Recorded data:
- - - - -

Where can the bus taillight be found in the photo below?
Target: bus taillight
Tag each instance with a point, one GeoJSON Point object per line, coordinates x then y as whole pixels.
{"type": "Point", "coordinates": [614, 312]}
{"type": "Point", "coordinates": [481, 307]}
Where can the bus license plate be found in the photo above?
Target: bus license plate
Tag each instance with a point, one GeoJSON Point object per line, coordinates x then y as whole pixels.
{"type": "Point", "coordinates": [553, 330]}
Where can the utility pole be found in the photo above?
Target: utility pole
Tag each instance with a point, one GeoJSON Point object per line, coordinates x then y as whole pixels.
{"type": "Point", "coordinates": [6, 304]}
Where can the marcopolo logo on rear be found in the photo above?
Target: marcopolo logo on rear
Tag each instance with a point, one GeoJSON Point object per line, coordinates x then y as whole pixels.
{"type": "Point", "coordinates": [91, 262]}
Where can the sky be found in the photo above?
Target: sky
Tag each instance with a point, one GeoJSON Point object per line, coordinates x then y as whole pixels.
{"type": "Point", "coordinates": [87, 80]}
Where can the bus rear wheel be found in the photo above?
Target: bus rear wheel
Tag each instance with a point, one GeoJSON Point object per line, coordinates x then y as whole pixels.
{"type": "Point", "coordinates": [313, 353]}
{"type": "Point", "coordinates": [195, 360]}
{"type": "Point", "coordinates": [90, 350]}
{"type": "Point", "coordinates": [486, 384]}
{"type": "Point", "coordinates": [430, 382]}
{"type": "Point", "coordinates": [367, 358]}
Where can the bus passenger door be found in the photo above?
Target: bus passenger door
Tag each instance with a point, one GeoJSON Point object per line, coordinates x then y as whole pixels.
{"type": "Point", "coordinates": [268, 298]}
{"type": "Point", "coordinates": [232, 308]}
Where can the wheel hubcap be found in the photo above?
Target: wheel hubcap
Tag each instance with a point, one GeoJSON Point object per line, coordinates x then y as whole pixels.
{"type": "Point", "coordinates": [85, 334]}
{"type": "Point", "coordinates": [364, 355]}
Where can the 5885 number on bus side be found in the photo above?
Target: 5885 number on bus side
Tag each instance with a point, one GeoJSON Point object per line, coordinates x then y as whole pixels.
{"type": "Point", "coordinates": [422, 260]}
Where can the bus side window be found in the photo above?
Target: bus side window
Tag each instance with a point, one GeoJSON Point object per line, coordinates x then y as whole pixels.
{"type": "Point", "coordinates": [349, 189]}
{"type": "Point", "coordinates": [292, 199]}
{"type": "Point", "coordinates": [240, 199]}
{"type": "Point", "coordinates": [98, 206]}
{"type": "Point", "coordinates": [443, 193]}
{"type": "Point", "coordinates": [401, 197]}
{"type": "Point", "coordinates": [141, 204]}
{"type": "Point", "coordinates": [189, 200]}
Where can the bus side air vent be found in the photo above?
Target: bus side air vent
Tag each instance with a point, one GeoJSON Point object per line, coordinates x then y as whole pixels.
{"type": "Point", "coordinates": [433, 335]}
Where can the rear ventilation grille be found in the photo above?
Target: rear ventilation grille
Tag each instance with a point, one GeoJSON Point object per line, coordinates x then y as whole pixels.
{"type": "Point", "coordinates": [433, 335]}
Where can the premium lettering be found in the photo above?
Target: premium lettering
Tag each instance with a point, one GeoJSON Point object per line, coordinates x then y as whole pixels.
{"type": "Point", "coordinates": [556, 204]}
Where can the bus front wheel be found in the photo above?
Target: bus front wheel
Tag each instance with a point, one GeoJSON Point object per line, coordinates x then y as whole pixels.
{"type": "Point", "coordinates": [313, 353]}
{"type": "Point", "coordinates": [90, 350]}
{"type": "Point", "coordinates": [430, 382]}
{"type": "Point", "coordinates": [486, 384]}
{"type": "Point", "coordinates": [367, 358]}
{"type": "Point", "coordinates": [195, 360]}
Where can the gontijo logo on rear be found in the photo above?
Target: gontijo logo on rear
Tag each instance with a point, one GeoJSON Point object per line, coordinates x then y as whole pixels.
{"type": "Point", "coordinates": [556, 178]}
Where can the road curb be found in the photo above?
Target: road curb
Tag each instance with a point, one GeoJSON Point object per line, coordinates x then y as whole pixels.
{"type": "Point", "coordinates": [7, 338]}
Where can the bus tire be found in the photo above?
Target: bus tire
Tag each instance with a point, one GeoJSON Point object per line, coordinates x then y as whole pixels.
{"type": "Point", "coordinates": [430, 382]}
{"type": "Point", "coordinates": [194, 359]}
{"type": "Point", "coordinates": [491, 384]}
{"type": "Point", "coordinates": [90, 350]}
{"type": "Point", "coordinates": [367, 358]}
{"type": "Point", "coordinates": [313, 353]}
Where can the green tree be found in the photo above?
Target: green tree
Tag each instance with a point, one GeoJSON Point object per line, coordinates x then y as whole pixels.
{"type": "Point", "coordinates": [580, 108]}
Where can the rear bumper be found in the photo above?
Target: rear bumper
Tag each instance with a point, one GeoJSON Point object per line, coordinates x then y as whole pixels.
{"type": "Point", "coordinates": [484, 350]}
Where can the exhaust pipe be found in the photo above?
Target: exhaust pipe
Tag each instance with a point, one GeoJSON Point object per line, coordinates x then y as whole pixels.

- - - - -

Exercise details>
What is wanted is every line from the first line of the entries through the line that contains "Target: bus rear wheel", given again exactly.

Expected output>
Where can the bus taillight be found in the photo below?
Target: bus taillight
Tag each instance with a point, one GeoJSON Point object per line, coordinates x then y as whole pixels.
{"type": "Point", "coordinates": [614, 312]}
{"type": "Point", "coordinates": [481, 307]}
Where can the bus license plate be found in the photo above?
Target: bus license plate
Tag each instance with a point, one GeoJSON Point object per line, coordinates x then y as whole pixels.
{"type": "Point", "coordinates": [553, 330]}
Where can the utility pole be found in the photo above?
Target: utility pole
Tag each instance with a point, one GeoJSON Point object per line, coordinates x then y as whole pixels.
{"type": "Point", "coordinates": [6, 304]}
Where can the marcopolo logo on rear be found in the photo above?
Target: marcopolo logo on rear
Tag each instance with a point, one GeoJSON Point object per line, coordinates x then y as whole pixels.
{"type": "Point", "coordinates": [91, 262]}
Where can the sky be found in the photo above?
Target: sky
Tag each instance with a point, one GeoJSON Point object per line, coordinates x then y as whole pixels.
{"type": "Point", "coordinates": [87, 80]}
Where can the bus rear wheel be found in the photo above?
Target: bus rear wheel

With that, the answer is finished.